__WHAT NEEDS TO BE DONE__
Could you restate word for word only the lines below from the one holding "task | drop a marker on every instance of the lanyard" to the one holding "target | dark jacket", inclusive, and leave out the pictures?

__EXTRACTED DATA__
*** Begin section ***

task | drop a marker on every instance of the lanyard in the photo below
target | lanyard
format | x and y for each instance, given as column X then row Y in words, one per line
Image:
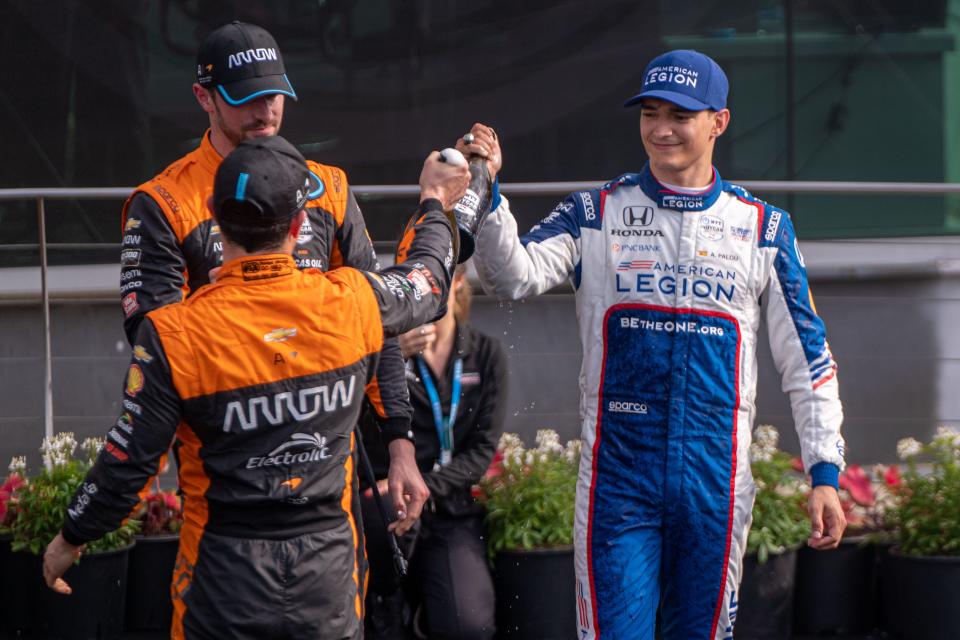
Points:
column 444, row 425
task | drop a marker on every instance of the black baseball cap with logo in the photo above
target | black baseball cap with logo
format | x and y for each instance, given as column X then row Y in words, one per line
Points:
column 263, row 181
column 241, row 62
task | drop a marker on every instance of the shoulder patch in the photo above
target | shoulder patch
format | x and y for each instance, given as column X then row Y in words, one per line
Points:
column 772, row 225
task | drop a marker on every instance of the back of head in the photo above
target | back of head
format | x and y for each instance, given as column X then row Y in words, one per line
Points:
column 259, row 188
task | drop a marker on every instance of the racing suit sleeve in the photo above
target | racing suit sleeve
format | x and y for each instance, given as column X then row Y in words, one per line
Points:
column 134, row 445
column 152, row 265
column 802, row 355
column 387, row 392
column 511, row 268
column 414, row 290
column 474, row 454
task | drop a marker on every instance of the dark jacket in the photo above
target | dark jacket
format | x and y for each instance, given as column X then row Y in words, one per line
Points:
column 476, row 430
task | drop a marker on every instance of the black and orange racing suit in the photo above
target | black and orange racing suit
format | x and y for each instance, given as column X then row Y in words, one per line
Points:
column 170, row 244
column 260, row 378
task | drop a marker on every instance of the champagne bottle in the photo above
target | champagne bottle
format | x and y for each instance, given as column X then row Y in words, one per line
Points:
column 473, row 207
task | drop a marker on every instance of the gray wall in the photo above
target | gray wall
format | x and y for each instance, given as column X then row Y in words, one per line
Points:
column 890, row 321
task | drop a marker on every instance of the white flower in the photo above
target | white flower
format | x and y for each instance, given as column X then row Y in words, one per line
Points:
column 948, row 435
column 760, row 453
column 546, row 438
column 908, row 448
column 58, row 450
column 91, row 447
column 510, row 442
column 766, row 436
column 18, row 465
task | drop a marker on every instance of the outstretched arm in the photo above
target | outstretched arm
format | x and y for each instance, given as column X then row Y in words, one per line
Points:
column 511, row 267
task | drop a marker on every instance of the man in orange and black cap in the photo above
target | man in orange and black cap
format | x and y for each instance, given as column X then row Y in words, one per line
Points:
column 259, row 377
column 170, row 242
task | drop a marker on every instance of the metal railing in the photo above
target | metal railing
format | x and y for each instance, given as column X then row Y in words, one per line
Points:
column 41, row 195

*** End section ***
*** Begin section ***

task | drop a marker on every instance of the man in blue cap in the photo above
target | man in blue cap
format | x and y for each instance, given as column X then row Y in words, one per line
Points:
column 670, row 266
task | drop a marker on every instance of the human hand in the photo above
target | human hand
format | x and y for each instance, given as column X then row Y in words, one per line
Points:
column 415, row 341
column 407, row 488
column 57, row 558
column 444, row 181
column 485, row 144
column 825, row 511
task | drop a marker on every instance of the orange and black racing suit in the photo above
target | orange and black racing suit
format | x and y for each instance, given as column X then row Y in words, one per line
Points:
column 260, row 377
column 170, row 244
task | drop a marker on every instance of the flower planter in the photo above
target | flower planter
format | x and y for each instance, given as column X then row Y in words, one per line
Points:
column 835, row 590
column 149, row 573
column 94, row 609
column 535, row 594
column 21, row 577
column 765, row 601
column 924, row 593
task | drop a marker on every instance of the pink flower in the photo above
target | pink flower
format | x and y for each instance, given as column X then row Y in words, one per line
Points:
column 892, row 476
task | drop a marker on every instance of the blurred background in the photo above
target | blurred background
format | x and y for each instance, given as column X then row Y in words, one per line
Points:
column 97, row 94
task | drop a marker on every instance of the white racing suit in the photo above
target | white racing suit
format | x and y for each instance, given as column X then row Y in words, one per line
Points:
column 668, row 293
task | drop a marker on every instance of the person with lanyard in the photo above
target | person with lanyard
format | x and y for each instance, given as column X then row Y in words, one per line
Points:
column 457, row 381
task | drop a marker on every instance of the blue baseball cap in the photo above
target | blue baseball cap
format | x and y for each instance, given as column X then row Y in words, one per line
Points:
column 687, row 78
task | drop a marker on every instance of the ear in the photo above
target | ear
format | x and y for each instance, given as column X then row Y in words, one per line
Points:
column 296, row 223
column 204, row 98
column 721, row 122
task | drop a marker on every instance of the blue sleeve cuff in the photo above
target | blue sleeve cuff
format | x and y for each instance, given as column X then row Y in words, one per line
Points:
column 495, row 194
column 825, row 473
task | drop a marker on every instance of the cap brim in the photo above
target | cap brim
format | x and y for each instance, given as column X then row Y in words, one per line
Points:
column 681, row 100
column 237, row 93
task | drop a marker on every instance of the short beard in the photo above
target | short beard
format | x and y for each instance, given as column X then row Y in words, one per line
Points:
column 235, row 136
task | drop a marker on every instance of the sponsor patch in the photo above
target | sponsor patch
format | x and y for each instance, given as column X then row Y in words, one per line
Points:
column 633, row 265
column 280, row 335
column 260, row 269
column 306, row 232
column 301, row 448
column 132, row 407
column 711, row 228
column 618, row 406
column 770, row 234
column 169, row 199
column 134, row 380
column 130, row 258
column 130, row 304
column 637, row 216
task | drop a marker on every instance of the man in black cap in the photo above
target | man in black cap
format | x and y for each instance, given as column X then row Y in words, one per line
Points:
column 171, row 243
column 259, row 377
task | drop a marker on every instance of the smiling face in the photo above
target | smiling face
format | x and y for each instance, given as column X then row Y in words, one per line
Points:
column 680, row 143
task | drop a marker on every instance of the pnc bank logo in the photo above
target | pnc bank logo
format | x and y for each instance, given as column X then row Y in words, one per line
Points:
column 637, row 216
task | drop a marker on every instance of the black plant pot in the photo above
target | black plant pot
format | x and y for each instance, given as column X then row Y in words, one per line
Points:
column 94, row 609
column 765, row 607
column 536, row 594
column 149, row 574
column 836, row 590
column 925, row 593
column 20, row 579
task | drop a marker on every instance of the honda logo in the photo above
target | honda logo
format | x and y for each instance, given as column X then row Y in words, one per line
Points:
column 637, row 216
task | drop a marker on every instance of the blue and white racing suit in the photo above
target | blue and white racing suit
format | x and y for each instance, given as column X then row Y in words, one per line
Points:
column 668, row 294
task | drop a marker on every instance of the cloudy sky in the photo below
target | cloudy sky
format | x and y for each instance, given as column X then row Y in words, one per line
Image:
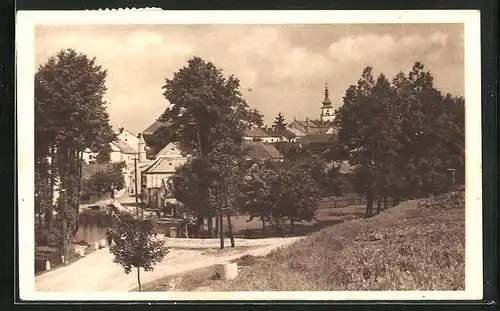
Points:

*** End section ***

__ANSWER TO THE PROBLEM__
task | drop a marker on every instance of the lanyard in the photo below
target | lanyard
format | x and y for each instance, given as column X then row Y in words, one per line
Image:
Points:
column 444, row 425
task | drop a marker on every instance of the black baseball cap with logo in the photo above
target | black baseball cap with logo
format | x and y for each instance, given as column X then row Y in words, one per line
Points:
column 263, row 181
column 241, row 62
task | drop a marker on every instance of the shoulder patch in the photo above
target | shoulder patch
format | x and y for each instance, given as column X then row Y in words, one per line
Points:
column 772, row 225
task | drop a marker on every instance of the back of head in the photo above
target | back of head
format | x and y for each instance, given as column X then row Y in words, one per line
Points:
column 259, row 188
task | drop a marker on every instance of the racing suit sleeve in the photo above
target | racing suit sleeve
format | x and y for each instance, given as column X then row Y in words, one per line
Points:
column 134, row 445
column 152, row 265
column 802, row 355
column 387, row 392
column 511, row 268
column 414, row 290
column 474, row 454
task | drop a marker on every instance of the dark jacket in the photo above
target | dark jacket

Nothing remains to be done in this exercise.